**Parts of the exercise**
a) Copy the stretch of the testimony reply from "Thanks for taking" through "I'll tell you!", renaming "treatise" as "account".
b) According to the testimony reply, how long ago did the writer come to know Christ?
c) In the testimony reply, the sentence beginning "I would say that I am" describes the writer in several ways. List every one of them.

**Quoted passage**
==================================================

That's an incredible testimony, curiousity! How long ago did you come to know Christ, and where would you say you are now spiritually compared to when you first knelt at the alter?


Thanks for taking time to read my treatise, JJ, and am glad you were impressed at God's power in it.

It was (soon to be) 34 years ago, and I would say the difference is about what you'd expect, though maybe not so "finished" as you'd think I should be after that long, lol. Sorry to say I backslid for 5 years about mid-way through the journey and so lost a lot of time and growth in that way. I give thanks that He did see fit to work on me to return. That is a story in itself, I'll tell you!

I would say that I am greatly blessed, thoroughly loved, and honored far beyond my worthiness by His great love and precious grace. I have a ministry, I have my family around me, I have a fair amount of financial blessing, I have found a wonderful Pastor who is also a great teacher and am completing what was lacking of my understanding of Scripture and how to apply it to my life in leaps and bounds.

==================================================

**Given data**
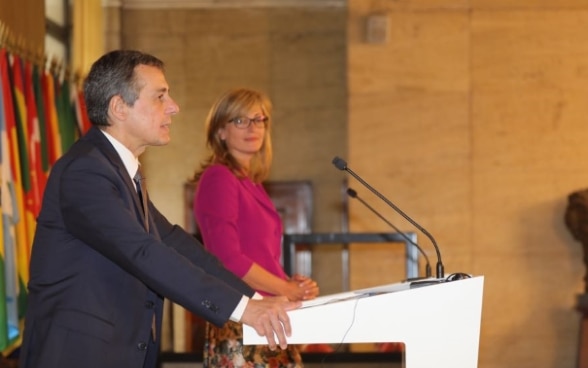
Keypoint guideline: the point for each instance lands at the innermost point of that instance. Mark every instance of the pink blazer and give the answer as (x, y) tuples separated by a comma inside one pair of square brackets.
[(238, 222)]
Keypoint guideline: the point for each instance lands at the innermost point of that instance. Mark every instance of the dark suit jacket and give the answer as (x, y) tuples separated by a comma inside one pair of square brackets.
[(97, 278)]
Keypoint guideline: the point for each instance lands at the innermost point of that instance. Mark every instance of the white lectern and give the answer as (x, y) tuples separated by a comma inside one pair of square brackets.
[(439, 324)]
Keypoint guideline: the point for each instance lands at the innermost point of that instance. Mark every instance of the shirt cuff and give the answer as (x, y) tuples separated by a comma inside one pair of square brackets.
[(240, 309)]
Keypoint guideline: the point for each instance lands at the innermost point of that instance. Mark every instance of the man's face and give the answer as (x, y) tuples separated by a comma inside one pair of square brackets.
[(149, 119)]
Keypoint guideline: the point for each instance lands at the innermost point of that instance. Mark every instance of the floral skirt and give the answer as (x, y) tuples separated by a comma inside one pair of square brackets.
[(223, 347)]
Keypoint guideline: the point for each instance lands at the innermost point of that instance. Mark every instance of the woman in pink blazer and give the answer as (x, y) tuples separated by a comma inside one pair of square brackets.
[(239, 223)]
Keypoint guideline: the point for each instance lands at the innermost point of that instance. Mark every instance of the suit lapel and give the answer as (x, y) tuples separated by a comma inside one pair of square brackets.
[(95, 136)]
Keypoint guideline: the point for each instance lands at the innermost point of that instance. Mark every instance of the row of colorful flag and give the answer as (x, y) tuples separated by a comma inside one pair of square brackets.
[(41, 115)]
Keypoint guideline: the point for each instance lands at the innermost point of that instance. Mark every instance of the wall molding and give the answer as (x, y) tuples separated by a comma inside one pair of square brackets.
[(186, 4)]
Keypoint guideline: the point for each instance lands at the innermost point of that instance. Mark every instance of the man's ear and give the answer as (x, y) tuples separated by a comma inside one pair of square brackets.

==================================================

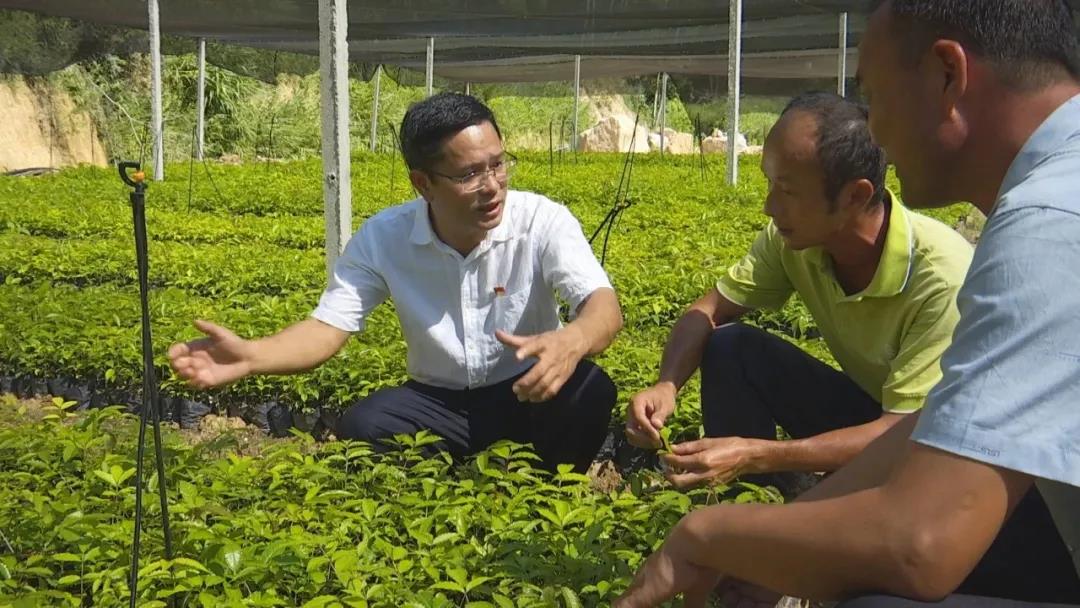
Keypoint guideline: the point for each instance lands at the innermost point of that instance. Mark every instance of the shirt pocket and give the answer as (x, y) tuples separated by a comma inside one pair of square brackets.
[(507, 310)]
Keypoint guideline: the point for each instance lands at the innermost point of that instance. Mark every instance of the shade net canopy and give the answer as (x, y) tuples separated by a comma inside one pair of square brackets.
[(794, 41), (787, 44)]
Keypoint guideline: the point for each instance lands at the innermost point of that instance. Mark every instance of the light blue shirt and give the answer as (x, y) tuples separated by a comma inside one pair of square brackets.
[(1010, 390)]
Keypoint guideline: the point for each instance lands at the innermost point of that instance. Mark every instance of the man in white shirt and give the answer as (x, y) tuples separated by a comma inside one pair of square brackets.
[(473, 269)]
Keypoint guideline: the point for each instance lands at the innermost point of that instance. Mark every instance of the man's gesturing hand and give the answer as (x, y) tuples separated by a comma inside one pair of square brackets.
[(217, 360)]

==================================================

**Per-task outputs**
a)
Thanks for taking time to read my account, JJ, and am glad you were impressed at God's power in it.

It was (soon to be) 34 years ago, and I would say the difference is about what you'd expect, though maybe not so "finished" as you'd think I should be after that long, lol. Sorry to say I backslid for 5 years about mid-way through the journey and so lost a lot of time and growth in that way. I give thanks that He did see fit to work on me to return. That is a story in itself, I'll tell you!

b) Soon to be 34 years ago.

c)
greatly blessed
thoroughly loved
honored far beyond my worthiness